**DATA LISTING:**
^^^^^^^^

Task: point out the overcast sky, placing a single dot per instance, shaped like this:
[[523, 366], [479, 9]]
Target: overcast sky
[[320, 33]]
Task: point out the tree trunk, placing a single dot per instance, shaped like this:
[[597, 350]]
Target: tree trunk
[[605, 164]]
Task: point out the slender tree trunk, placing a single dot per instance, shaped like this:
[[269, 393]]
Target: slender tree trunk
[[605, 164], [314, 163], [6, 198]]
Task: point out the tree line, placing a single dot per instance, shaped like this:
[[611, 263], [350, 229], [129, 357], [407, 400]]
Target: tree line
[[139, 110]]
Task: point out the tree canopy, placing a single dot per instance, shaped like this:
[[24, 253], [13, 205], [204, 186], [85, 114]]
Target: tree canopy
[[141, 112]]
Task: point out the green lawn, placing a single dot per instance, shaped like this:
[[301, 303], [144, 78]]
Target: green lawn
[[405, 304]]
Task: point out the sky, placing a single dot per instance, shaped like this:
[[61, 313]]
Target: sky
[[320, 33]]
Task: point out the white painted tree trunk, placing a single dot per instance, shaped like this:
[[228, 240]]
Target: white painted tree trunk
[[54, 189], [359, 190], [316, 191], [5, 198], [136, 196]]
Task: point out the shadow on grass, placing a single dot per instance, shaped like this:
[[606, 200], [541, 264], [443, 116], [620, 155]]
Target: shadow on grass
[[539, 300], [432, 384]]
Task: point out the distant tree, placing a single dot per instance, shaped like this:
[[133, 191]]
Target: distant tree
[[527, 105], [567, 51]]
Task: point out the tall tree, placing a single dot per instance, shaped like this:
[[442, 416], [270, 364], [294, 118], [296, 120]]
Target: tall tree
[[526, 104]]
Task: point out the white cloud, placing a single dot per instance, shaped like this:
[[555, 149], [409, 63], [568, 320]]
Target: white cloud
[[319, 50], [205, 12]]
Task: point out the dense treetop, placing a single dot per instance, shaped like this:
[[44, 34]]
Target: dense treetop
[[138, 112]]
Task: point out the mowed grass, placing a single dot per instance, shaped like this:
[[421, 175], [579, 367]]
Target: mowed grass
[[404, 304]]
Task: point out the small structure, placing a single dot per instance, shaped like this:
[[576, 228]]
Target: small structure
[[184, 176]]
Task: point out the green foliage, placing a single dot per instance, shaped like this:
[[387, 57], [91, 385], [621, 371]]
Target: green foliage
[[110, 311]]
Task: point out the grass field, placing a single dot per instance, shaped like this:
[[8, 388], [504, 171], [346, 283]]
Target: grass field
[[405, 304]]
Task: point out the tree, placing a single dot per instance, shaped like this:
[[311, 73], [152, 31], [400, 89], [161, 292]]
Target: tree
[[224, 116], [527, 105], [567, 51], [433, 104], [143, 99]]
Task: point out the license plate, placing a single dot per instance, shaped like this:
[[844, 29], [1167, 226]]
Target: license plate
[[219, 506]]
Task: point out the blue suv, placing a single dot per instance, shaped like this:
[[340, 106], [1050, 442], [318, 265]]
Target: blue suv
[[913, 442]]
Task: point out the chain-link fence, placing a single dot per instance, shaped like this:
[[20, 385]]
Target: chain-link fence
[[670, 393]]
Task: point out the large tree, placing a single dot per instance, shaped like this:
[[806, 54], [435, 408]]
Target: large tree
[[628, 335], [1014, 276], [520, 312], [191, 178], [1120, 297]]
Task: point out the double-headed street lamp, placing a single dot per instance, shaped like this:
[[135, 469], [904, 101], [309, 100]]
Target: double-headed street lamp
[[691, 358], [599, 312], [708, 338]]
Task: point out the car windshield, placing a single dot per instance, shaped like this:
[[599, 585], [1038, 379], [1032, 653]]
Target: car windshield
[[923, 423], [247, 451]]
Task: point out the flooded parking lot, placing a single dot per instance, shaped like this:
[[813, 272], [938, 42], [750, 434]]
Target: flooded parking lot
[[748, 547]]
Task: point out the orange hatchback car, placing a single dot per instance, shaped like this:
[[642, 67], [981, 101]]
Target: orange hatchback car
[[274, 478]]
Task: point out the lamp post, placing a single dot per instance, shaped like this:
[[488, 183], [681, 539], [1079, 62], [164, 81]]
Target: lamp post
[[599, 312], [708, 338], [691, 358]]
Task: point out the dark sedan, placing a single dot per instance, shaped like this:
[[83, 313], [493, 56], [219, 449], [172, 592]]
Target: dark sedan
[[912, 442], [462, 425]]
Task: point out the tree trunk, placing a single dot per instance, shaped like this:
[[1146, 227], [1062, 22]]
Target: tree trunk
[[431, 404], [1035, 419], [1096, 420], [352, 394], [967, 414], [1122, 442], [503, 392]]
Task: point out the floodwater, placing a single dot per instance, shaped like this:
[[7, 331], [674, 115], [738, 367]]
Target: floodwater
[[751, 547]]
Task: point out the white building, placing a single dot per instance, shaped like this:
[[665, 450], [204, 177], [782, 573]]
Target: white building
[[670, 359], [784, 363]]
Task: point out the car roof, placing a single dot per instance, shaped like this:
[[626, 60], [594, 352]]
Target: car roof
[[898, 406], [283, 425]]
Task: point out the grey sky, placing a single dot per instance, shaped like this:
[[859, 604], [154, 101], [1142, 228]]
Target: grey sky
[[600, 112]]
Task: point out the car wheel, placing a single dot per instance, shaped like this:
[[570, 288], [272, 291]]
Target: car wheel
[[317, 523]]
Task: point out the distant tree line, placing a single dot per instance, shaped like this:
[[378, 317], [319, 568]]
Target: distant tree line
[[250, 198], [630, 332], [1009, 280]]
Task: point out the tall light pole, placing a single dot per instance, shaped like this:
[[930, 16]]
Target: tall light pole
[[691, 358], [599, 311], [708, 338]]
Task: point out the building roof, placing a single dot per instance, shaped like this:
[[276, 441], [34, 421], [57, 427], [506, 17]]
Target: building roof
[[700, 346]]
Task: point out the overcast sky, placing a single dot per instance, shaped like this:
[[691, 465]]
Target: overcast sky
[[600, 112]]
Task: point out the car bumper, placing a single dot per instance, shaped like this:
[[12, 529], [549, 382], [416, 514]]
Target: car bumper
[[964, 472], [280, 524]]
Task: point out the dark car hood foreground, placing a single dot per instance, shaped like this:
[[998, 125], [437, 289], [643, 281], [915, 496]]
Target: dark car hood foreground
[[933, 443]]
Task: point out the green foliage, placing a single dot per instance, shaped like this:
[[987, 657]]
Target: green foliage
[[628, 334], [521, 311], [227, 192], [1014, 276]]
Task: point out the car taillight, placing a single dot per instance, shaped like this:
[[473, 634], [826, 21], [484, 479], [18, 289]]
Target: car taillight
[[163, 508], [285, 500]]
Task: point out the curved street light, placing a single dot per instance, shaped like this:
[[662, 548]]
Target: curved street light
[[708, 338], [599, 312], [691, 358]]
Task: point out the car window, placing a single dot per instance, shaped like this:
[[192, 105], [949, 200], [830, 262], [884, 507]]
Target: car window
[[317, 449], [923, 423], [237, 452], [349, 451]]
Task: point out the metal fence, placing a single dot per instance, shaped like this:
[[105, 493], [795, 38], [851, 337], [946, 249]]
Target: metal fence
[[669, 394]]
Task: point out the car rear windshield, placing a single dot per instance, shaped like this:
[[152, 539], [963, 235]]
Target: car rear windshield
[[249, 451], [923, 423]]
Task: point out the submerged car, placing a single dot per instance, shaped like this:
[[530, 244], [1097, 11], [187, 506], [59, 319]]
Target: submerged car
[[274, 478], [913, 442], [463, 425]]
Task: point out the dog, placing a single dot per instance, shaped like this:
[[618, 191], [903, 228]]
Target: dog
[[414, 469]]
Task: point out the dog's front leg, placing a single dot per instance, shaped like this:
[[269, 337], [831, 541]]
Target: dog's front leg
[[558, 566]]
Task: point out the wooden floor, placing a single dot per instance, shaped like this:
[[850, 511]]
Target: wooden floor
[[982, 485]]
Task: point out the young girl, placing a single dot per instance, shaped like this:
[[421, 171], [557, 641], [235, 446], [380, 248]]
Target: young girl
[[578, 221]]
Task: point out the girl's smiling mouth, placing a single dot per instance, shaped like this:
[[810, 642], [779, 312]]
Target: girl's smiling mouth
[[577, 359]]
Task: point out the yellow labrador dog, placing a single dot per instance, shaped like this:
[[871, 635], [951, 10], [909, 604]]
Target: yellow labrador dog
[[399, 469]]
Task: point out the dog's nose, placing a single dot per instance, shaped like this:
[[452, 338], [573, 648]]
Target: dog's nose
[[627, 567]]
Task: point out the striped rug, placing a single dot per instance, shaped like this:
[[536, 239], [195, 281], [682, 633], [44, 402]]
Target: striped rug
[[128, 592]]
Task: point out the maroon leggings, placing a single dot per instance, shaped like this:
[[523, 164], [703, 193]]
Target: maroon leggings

^^^^^^^^

**GOAL OF THE EXERCISE:**
Your answer should be the lines above from the one containing "Target: dark car hood foreground" through the one containing "[[810, 642], [779, 312]]", copied exactly and with both ends kept.

**SOLUTION TO THIS TASK:**
Target: dark car hood foreground
[[933, 443]]
Task: point out the green foliage, placing a single dot per instance, shaped like this:
[[987, 657]]
Target: green foliage
[[628, 334], [521, 311], [227, 192], [1014, 276]]
Task: point out the car taillight, placing a single dot per instance, shaped like this:
[[473, 634], [826, 21], [484, 479], [18, 289]]
Target: car taillight
[[163, 508], [285, 500]]
Task: point out the curved street light, placing a single dot per instance, shaped like this:
[[662, 548]]
Target: curved street light
[[708, 338], [599, 312], [691, 358]]
Task: point out the car window, placing a single dot per instance, shaped like this:
[[192, 105], [949, 200], [830, 262], [884, 507]]
Target: car window
[[317, 449], [923, 423], [237, 452], [349, 451]]
Task: point out the metal fence, placing a single dot per instance, shaped like this:
[[105, 493], [795, 38], [851, 337], [946, 249]]
Target: metal fence
[[669, 394]]
Task: point out the car rear windshield, placing a single dot per instance, shaped like this:
[[152, 539], [963, 235]]
Target: car rear windshield
[[249, 451], [923, 423]]
Task: point out the submerged car, placing a single dot per instance, shaped like this:
[[530, 244], [1097, 11], [187, 506], [59, 319]]
Target: submerged car
[[274, 478], [913, 442], [463, 425]]
Task: point out the dog, placing a single dot per instance, shaped like this:
[[618, 191], [903, 228]]
Target: dog
[[414, 469]]
Task: point out the dog's front leg, placing a single dot per instance, shaped like this:
[[269, 337], [831, 541]]
Target: dog's front leg
[[558, 566]]
Task: point out the wooden floor, placing a single dot per instance, shaped like this:
[[850, 511]]
Target: wooden floor
[[982, 485]]
Task: point out the young girl, placing a single dot per instance, shaped like this:
[[421, 171], [557, 641], [235, 446], [380, 248]]
Target: young girl
[[578, 221]]
Task: point out the girl's smiling mouth, placing a single dot per instance, shaped like this:
[[810, 642], [779, 312]]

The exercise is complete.